MINNEAPOLIS — Minnesota health officials on Friday, Nov. 26, reported another 56 COVID-19 deaths in the state, bringing the overall pandemic death toll to 9,338.
The state is averaging more than 30 deaths a day, over the past seven reporting days — the highest that average has been since mid-January. The number of people being treated for COVID in Minnesota hospitals remains near 2021 highs. And the number of active COVID cases in the state remains near levels not seen in nearly a year.
But amid that grim news, there are some potential encouraging signs in the trajectory of the pandemic in Minnesota as the state enters the holiday season.
Friday’s update showed 4,131 new COVID cases in Minnesota — still an alarmingly high number, but also a week-over-week decline in new cases.
Averaged over the past seven reporting days, Minnesota is averaging about 4,175 new cases a day — down from nearly 4,500 early last week.
The average test positivity rate is inching down as well. It’s now just over 9%, down from more than 10% last week.
Friday’s update represents data as of Wednesday; there was a lag time in reporting because of the Thanksgiving holiday.
It remains to be seen whether the downturn in case counts and the test positivity rate are a momentary shift in the numbers, or the start of something more enduring.
Driven by the highly contagious delta variant, the entire state shows a high level of COVID-19 transmission, according to the Centers for Disease Control and Prevention.
The current surge is being driven largely by rising case counts in greater Minnesota.
As of Friday’s update, 65.3% of eligible Minnesotans — those ages 5 and older — have received at least one dose of a COVID vaccine. That includes about 21% of kids in the 5-11 age group who just became eligible for the vaccine earlier this month.
When focused just on Minnesotans who’ve been eligible for the vaccine for longer — people ages 12 and older — the rate of people with at least one dose is 75%. More than 71% are fully vaccinated.
However, the struggle continues to get first shots into more Minnesotans. Wide gaps remain in the vaccination rates among regions and counties.

Exercise instructions –
Based on the Minnesota COVID report, explain why Friday's update reflects data as of Wednesday.

Study material –
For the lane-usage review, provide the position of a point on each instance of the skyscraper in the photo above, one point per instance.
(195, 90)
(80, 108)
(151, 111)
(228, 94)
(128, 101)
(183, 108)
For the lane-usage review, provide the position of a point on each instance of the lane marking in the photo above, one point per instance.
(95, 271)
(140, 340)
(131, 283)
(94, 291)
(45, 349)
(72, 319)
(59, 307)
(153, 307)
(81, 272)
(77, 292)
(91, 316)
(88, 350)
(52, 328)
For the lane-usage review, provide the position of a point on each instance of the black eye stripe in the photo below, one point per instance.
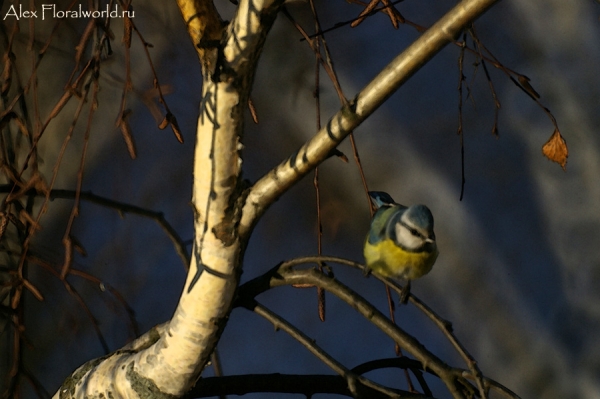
(412, 230)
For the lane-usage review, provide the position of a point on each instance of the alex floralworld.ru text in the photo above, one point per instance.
(50, 11)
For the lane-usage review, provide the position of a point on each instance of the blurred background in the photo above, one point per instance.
(519, 268)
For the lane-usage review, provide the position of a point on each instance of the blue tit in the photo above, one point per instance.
(401, 241)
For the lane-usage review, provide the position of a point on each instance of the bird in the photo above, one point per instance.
(401, 242)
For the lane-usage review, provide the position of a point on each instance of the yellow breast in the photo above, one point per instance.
(387, 259)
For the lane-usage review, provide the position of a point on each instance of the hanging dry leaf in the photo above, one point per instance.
(175, 127)
(556, 149)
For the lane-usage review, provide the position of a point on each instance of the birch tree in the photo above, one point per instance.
(168, 360)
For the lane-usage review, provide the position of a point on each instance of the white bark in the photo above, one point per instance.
(168, 360)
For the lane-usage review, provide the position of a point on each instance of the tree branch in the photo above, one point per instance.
(271, 186)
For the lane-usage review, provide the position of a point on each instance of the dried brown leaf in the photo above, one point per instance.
(556, 149)
(127, 134)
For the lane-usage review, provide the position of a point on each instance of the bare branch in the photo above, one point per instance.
(349, 117)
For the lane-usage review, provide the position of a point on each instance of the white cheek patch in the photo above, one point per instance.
(406, 239)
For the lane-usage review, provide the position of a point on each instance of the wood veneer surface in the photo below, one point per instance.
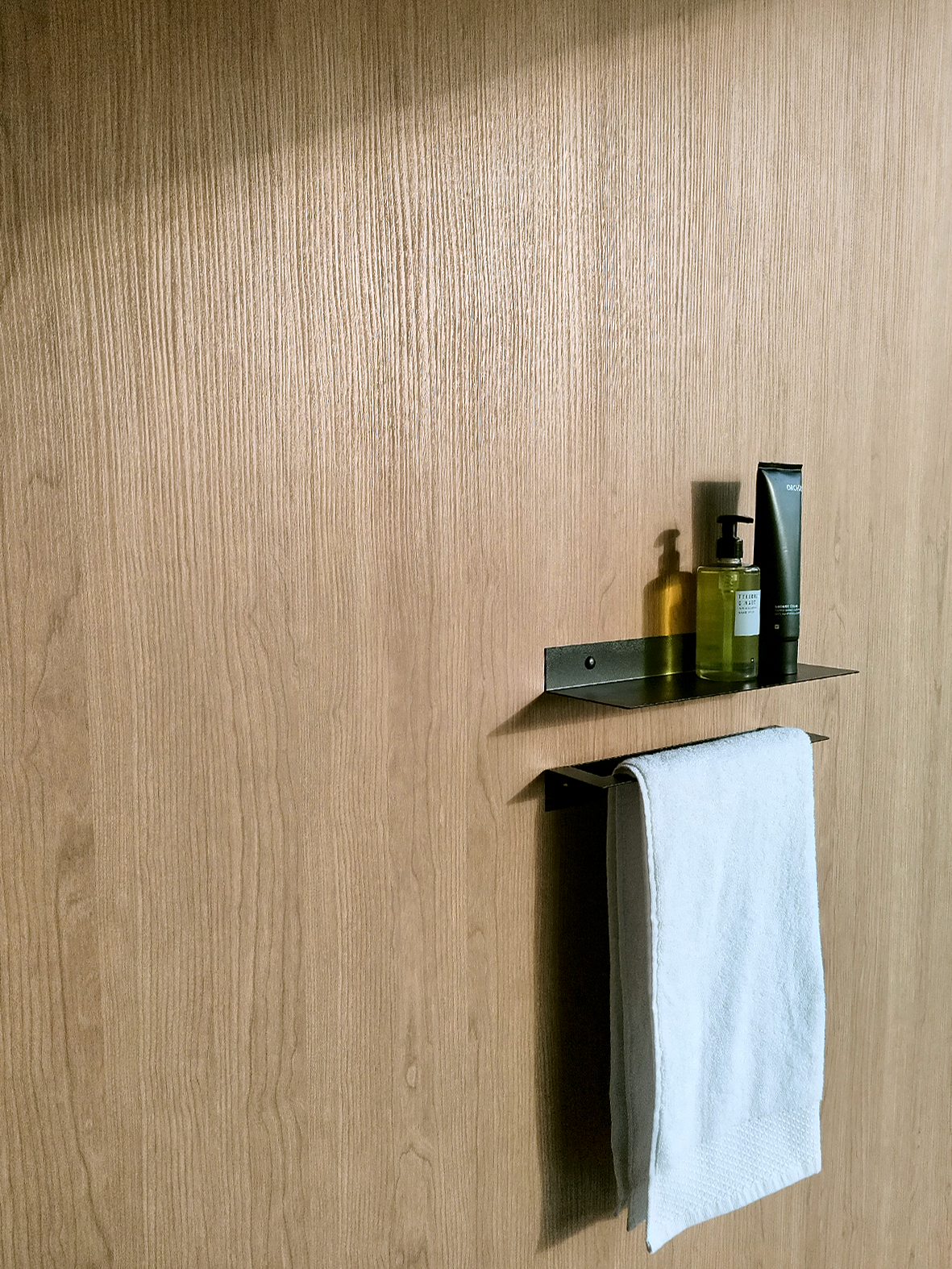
(348, 357)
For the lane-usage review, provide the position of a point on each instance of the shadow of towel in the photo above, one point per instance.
(574, 1042)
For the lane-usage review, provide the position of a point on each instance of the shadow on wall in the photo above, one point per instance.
(574, 1045)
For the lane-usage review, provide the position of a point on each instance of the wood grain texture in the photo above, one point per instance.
(351, 354)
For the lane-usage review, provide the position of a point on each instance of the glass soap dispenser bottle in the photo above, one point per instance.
(728, 610)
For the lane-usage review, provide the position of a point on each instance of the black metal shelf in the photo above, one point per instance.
(636, 673)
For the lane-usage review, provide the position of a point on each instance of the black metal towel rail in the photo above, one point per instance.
(589, 782)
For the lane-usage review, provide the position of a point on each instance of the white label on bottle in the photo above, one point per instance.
(746, 612)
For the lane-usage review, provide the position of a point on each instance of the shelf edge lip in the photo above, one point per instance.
(594, 692)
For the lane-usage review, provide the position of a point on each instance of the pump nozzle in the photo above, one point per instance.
(729, 545)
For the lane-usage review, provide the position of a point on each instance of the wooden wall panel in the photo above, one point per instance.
(351, 354)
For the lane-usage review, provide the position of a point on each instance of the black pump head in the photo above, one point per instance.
(729, 545)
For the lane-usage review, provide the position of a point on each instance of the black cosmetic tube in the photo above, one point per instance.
(777, 556)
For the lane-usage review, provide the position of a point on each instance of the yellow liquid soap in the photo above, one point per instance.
(728, 621)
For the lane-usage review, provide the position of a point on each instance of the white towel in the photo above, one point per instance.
(717, 996)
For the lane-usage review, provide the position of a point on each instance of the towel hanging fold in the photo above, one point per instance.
(716, 992)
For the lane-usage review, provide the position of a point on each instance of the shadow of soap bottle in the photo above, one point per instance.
(669, 598)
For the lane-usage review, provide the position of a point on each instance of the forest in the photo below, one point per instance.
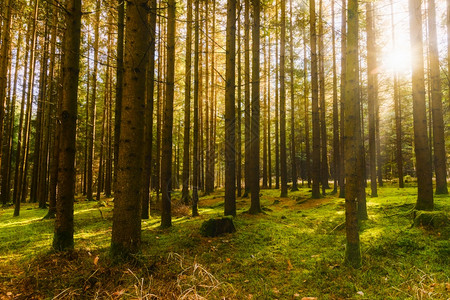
(224, 149)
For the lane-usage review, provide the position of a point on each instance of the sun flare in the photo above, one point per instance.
(398, 60)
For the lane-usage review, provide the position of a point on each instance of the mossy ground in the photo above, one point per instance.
(294, 250)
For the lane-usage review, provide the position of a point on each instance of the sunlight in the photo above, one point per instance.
(398, 60)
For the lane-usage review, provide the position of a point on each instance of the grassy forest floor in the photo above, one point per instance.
(292, 251)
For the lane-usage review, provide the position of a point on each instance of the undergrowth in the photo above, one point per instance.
(294, 250)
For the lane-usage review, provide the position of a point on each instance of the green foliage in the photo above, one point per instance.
(295, 249)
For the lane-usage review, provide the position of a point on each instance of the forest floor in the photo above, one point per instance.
(294, 250)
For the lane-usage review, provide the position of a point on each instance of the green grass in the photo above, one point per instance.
(294, 250)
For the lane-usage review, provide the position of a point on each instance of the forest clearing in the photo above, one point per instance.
(224, 149)
(294, 250)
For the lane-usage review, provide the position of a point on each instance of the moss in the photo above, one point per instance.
(435, 219)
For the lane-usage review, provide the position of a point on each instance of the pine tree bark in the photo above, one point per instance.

Answer space –
The Thanksgiving holiday caused a lag in reporting, so Friday's update represents data only through Wednesday.